▶ _OBJETIVO DECLARADO 1_
No texto sobre regulamentação bancária, em que capacidade os Bancos Centrais que não são supervisores são considerados autoridades financeiras?
▶ _OBJETIVO DECLARADO 2_
Retome o texto sobre regulamentação bancária e autoridades financeiras, dando seguimento a partir do ponto em que ele termina.

▶ _SEÇÃO DE TEXTO_
Destaca-se ainda que a regulamentação bancária internacional é um fenômeno relativamente recente, nascida como resposta à crescente internacionalização do negócio bancário. Ainda que divergente em relação ao escopo da regulamentação nacional não difere quanto à sua natureza (regulamentação) e quanto aos fatores que a causam.

2.              O COMITÊ DE SUPERVISÃO BANCÁRIA DA BASILEIA

1.1   DISPOSIÇÕES INICIAIS

Inicialmente, por autoridades financeiras, entendem-se as organizações de supervisão ou de regulação do setor financeiro que possua responsabilidade na proteção do sistema financeiro e na manutenção da confiança do público nele. Isso inclui os órgãos supervisores de bancos, corretoras e distribuidoras de títulos e valores mobiliários, companhias de seguro e outras entidades que recebem depósitos, assim como agências de proteção do consumidor de serviços financeiros e autoridades com responsabilidade sobre bolsas de valores e de mercadorias. Bancos Centrais que não são supervisores também são considerados em sua capacidade de vigilantes de sistemas de pagamentos e de liquidação.

▶ _TRECHO DE DADOS_
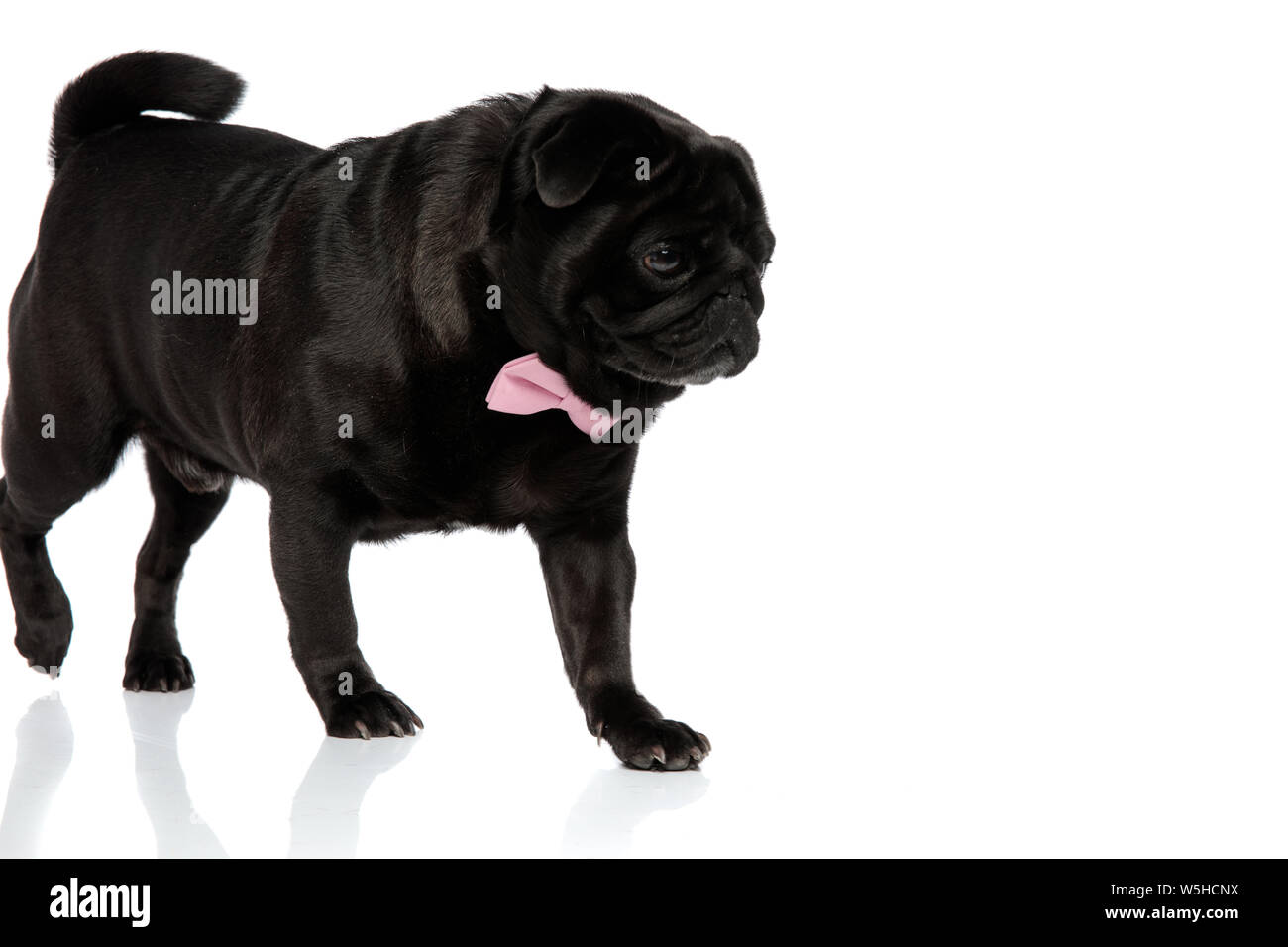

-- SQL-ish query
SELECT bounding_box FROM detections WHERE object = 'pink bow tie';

[486,352,612,436]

▶ _RESULTADO DO EXERCÍCIO 1_
Em sua capacidade de vigilantes de sistemas de pagamentos e de liquidação.

▶ _RESULTADO DO EXERCÍCIO 2_
O Comitê de Supervisão Bancária da Basiléia envolve representantes dos Bancos Centrais e autoridades de supervisão dos países integrantes do grupo dos Dez (Bélgica, Canadá, França, Alemanha, Itália, Japão, Holanda, Suécia, Reino Unido e Estados Unidos da América), acrescidos de Luxemburgo e Suíça, e se reúne na Basileia sob os auspícios do Banco de Compensações Internacionais (BCI).

O Comitê, cujo nome original era Comitê de Regulamentação Bancária e Práticas de Supervisão, foi fundado ao final de 1974 para motivas a cooperação na supervisão preventiva e negócios bancários internacionais.

Embora o Comitê atue como um fórum informal e suas decisões não terem força imperativa legal direta sobre os países-membros do G-10, ele representa de fato um órgão regulatório internacional. Um grande número de países, inclusive o Brasil, adotou várias resoluções e recomendações do Comitê, incorporando-as à sua legislação e regulamentação nacional.

O Comitê de Basileia, em seu trabalho de convergência regulatória, busca atingir segurança e solidez do sistema bancário internacional, aliado a políticas de promoção de competições justas entre os bancos internacionais a fim de trazer estabilidade ou diminuir as desigualdades competitivas.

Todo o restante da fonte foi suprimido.